> _What you have to do_
Look through the data below and extract, unchanged, the lines from the one that contains "If you would be willing to tag the grassy" to the one that contains "If you would be willing to tag the white fishing", both included.
═════ Material for this exercise ═════
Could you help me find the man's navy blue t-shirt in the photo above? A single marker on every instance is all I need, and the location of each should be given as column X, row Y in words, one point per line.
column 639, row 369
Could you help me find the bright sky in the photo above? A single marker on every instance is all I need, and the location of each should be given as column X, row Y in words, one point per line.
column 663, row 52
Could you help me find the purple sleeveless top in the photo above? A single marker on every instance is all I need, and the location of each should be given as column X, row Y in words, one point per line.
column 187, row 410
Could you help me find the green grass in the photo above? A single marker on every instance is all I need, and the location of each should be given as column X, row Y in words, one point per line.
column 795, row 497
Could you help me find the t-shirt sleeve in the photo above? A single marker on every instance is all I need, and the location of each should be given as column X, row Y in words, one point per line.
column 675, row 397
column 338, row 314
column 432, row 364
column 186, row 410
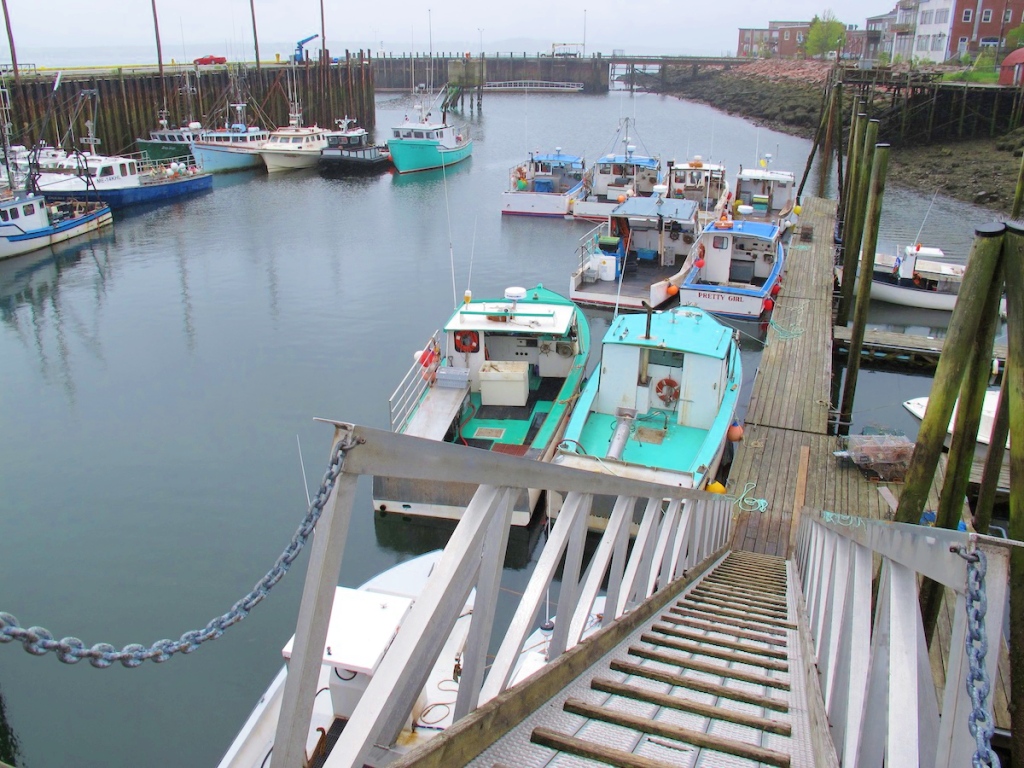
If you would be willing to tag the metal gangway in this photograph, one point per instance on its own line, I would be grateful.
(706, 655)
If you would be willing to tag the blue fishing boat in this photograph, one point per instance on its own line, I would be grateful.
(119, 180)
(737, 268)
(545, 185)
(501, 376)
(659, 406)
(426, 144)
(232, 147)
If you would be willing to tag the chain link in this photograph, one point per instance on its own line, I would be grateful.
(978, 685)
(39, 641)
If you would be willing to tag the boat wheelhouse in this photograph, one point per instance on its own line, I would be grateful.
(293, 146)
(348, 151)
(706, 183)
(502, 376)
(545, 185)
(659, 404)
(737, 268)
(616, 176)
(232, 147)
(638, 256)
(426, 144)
═════
═════ Material for this exercise ═════
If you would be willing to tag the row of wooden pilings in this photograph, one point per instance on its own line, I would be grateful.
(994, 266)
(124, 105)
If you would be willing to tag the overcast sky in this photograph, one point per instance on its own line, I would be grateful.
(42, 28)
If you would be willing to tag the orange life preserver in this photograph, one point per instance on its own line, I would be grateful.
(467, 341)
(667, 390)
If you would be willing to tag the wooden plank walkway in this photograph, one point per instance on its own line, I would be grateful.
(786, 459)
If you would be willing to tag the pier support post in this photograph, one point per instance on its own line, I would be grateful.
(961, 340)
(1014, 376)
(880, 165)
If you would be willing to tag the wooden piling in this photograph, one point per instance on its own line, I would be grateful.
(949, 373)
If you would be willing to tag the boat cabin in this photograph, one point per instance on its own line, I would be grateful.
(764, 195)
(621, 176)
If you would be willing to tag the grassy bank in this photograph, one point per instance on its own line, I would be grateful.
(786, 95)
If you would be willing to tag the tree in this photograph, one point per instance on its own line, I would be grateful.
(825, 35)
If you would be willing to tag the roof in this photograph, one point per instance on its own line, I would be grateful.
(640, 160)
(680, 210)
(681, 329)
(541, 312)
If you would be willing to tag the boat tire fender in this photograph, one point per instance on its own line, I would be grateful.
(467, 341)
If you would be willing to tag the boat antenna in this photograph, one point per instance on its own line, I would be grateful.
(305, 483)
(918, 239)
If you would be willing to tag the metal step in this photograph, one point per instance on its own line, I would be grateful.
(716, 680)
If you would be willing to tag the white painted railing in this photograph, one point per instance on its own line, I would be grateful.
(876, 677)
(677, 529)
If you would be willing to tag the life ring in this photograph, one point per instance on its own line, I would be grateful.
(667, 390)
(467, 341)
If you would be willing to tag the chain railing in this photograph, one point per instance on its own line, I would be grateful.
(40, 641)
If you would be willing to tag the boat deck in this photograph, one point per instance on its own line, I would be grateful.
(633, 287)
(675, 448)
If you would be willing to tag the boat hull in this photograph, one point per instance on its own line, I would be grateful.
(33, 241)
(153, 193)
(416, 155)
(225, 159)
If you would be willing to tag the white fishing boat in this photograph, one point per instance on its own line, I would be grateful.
═════
> _Exercise solution_
If you would be willing to tag the grassy bank in this photograph, one point per instance on its own line, I would be grateful.
(786, 95)
If you would be willing to tag the tree in this photograph, one point per instance on its own line, I would be grateful.
(825, 35)
If you would be willing to tag the roof in this photograph, one point per instance on its own line, I would be grateful.
(640, 160)
(680, 210)
(681, 329)
(541, 312)
If you would be willing to tag the boat tire fender in this photograph, one point per instance on its own line, I would be grateful.
(467, 341)
If you would be willing to tag the boat antenna in this photograph, one point per instance on its own line, I would be grateful.
(305, 483)
(918, 239)
If you would be willing to tag the metal step in this photograph, one point per instance on its own line, I would be grateful.
(716, 680)
If you would be willing to tag the white painted railing in this photograph, one point per instance on its own line, I would be grateful.
(876, 677)
(677, 529)
If you would be willing to tag the life ring in this photograph, one point per instance on its own line, I would be grateful.
(667, 390)
(467, 341)
If you would be willing to tag the chain railing in this photograph, one point per instance on its own line, I would be grateful.
(40, 641)
If you would be willing to tag the boat deck in this photograph, one point per instance on its own line, I would be grateful.
(633, 287)
(675, 448)
If you would be willing to tag the boat hull in this photograph, one point per instance on its own line, I would be grateful.
(33, 241)
(153, 193)
(416, 155)
(225, 159)
If you would be willing to tag the white fishing boat in this photograph, one point per instance on its own line, I would be grateful.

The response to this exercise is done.